Prompt 1 »
In the article on the FBI director's criticism of iPhone encryption, which program's interview was the setting for Comey's claim that unbreakable encryption has "gone too far"?
Prompt 2 »
Extend the article on the FBI director's criticism of iPhone encryption, picking up after its last sentence.

Extract »
________________

FBI director continues crusade against Apple's encryption of iPhone data

Posted:
in General Discussion edited November 2014
James Comey, director of the U.S. Federal Bureau of Investigation, has once again slammed Apple's iPhone and devices running Android that can hold secure, encrypted data that is inaccessible by law enforcement, saying that such capabilities allow users to "place themselves beyond the law."




Comey's remarks came during an interview with 60 Minutes, during which he said he believes unbreakable encryption of user data has "gone too far." He said he's concerned that even with a legal court order, the information secured on a smartphone could be kept secret, even in the cases of kidnapping, child exploitation or terrorism.

"The notion that we would market devices that would allow someone to place themselves beyond the law troubles me a lot," Comey said. "As a country, I don't know why we would want to put people beyond the law. That is, sell cars with trunks that couldn't ever be opened by law enforcement with a court order, or sell an apartment that could never be entered even by law enforcement. Would you want to live in that neighborhood?"

The comments are similar to those Comey made in a separate interview last month, when he said he believes privacy features in both Apple's iOS and Google's Android allow users to put themselves "above the law." The FBI director has said that he is "very concerned" that secure, unbreakable systems limit or prohibit lawful government access.

________________

Records shown »

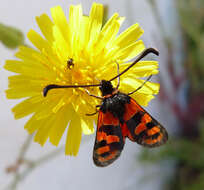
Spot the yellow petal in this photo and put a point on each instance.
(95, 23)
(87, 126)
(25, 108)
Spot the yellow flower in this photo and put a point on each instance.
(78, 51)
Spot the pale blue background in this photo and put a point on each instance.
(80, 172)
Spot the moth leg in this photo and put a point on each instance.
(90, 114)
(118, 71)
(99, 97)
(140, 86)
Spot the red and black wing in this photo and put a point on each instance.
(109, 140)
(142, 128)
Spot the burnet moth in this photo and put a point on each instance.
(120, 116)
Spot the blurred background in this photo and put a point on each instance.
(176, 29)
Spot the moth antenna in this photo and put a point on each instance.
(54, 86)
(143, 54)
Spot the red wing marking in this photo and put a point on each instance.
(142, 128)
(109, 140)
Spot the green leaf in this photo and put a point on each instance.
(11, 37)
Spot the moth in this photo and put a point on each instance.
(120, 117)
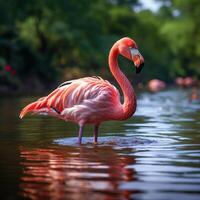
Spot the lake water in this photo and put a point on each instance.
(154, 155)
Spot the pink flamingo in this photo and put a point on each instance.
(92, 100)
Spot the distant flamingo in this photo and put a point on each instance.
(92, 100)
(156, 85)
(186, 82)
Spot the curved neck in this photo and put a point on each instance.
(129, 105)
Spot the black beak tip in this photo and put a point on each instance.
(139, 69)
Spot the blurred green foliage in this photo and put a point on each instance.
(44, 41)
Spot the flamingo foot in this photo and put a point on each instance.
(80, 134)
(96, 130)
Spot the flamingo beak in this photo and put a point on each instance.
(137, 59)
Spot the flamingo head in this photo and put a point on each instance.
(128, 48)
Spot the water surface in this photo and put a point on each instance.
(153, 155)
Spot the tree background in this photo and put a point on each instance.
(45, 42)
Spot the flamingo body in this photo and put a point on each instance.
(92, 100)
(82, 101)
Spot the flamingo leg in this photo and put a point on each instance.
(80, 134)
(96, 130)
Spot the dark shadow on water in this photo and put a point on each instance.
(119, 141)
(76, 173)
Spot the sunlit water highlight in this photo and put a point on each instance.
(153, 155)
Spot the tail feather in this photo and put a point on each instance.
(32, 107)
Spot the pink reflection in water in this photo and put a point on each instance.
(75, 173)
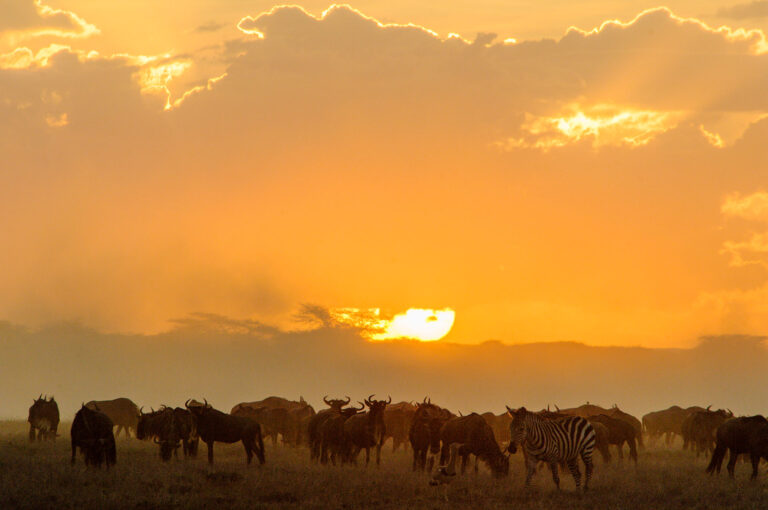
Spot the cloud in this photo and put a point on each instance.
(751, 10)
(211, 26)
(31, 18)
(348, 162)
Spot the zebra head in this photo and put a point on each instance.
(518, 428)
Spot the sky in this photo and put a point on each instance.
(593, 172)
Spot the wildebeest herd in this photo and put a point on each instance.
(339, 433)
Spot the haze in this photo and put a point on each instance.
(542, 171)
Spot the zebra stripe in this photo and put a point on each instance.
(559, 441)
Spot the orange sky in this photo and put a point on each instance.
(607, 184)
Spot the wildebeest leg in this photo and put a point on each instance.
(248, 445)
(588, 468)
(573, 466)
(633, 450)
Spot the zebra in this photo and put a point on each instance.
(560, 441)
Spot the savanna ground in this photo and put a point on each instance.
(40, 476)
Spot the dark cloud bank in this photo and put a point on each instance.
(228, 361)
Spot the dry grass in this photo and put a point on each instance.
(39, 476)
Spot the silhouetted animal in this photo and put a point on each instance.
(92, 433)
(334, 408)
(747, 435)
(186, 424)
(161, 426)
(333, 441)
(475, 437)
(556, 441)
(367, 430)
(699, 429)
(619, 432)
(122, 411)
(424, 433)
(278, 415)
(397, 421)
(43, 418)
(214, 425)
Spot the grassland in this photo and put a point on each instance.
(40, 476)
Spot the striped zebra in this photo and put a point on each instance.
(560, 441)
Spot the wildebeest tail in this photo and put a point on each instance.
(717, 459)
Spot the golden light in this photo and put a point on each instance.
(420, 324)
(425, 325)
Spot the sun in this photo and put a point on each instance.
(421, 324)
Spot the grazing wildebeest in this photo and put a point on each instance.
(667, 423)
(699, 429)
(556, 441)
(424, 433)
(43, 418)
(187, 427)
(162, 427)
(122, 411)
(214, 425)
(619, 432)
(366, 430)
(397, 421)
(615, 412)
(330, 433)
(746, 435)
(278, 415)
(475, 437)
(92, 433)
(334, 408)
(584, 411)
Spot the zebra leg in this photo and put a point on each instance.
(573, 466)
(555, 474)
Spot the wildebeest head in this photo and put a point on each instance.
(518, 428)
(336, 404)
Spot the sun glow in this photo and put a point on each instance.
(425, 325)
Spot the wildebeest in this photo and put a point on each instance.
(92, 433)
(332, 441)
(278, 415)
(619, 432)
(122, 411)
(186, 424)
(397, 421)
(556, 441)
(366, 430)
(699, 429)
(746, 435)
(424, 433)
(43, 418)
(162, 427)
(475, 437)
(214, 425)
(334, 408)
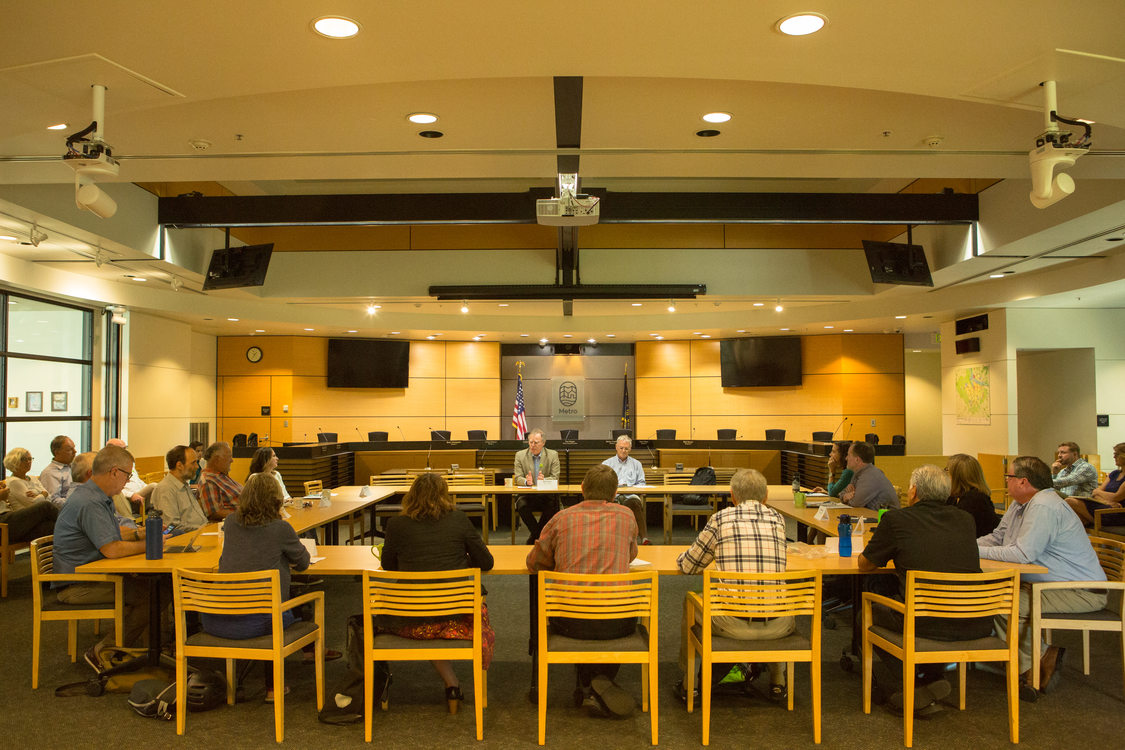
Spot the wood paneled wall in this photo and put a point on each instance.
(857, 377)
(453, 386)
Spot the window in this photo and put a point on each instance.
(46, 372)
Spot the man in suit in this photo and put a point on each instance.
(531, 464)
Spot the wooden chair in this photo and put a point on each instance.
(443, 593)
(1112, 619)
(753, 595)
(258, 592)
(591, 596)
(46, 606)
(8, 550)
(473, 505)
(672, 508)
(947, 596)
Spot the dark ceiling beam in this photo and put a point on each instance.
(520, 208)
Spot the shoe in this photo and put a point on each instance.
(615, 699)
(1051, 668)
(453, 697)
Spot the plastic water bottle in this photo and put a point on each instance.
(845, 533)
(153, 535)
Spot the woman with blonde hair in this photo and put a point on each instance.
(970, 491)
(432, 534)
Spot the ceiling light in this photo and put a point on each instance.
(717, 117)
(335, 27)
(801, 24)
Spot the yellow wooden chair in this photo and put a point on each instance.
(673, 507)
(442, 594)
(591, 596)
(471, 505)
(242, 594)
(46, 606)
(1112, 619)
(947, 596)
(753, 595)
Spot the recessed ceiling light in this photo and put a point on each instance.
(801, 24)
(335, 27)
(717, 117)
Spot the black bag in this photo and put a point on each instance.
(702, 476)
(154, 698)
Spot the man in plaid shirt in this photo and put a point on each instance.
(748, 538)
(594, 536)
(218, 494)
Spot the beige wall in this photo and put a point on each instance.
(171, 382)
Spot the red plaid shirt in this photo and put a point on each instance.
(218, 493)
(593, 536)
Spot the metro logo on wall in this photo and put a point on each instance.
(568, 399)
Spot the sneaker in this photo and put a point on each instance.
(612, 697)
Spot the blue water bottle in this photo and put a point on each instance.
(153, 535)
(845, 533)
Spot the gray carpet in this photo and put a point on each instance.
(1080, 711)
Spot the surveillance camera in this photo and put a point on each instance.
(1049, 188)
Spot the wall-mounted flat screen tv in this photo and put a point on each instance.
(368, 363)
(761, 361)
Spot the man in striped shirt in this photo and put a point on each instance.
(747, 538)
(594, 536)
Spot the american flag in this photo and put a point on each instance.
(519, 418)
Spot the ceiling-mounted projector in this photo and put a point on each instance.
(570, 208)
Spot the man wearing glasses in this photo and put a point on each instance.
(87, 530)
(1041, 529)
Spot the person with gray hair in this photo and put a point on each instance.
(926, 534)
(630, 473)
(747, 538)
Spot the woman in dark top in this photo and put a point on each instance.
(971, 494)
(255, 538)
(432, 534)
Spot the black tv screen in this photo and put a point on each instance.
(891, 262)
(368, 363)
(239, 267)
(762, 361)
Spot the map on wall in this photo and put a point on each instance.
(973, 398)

________________

Right answer 1 »
60 Minutes

Right answer 2 »
But Comey did stress on 60 Minutes that he believes there should be restrictions, review and oversight when it comes to law enforcement. He feels so strongly about the issue that in 2004, as deputy attorney general, he fought with President George W. Bush on warrantless wiretapping.

Comey indicated he would resign if the Bush administration reauthorized its secret surveillance program, and the president was persuaded. As a result, the program was reauthorized in a modified form that Comey said conformed to the law.

The FBI director pledged that his organization does not do any electronic surveillance without a court order. A federal judge must agree that the person being spied upon is likely a terrorist, an agent of foreign power, or a serious criminal.

"It is an extremely burdensome process," he said. "And I like it that way."



New security features in Apple's iOS 8 platform make it technically impossible for the company to decrypt on-device data, even if law enforcement agencies were to provide the proper warrants. If an iPhone has been locked with a secure passcode, Apple has no method of bypassing that code.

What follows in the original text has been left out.